======== EXCERPTED PASSAGE ========

Charting new digital strategies: How to be visionary, but practical
Providers are at a crossroads – needing to quickly modernize consumer engagement tactics to meet rising consumer expectations, while evolving care models to promote the right mix of virtual and physical care.
Agility is critical, as is a digital transformation strategy that can create some quick wins while laying out a visionary but achievable path to enterprise goals.
“Organizational planning is key, and the development of a visionary, but attainable digital strategy will challenge the organization, while simultaneously presenting a clear, high-level path for how the aspirational goals will ultimately be achieved, said Tom Kiesau, director and leader of Chartis Digital at the Chartis Group.
Kiesau, who is scheduled to speak about the topic next month at HIMSS21, said health systems must define what will be most important and impactful to the organization, set clear, measurable goals, provide appropriate resources to dedicated digital teams and hold people accountable for demonstrable results.
“Too many health systems employ a ‘hands off’ strategy on digital transformation, focusing on simply deploying technology and then tasking already overburdened operational leaders to drive digital transformation on the side, while continuing to drive operational excellence,” he said.
Kiesau laid out three key success factors:
Clear prioritization of efforts the organization will pursue.
Allocation of sufficient additional resources in terms of people and finances to support the digital transformation efforts.

========

* **PROBLEMS TO WORK ON**
- 1) According to the digital strategy article, what actions must health systems take? List each one.
- 2) Reproduce the passage of the digital strategy article starting at "Charting new digital" and ending at "and physical care.".

======== DATA PROVIDED ========

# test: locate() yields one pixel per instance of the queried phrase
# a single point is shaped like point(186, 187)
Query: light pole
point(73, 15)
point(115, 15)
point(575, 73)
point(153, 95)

========

* **TASK ANSWERS**
- 1)
- Define what will be most important and impactful to the organization
- Set clear, measurable goals
- Provide appropriate resources to dedicated digital teams
- Hold people accountable for demonstrable results

- 2)
Charting new digital strategies: How to be visionary, but practical
Providers are at a crossroads – needing to quickly modernize consumer engagement tactics to meet rising consumer expectations, while evolving care models to promote the right mix of virtual and physical care.